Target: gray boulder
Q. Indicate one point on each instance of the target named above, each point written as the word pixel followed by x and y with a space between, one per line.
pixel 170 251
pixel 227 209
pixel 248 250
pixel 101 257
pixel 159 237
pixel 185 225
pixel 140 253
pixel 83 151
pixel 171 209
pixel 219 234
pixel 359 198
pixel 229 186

--*--

In the material above, find the line with "Q. Indicate one"; then copy it and every line after it, exactly, through the end.

Q. Indicate one point on each instance of the target named above, each point written as the word pixel followed by x and y with a space between, one per line.
pixel 170 251
pixel 227 209
pixel 248 250
pixel 101 257
pixel 159 237
pixel 185 225
pixel 140 253
pixel 83 151
pixel 171 209
pixel 219 234
pixel 359 198
pixel 229 186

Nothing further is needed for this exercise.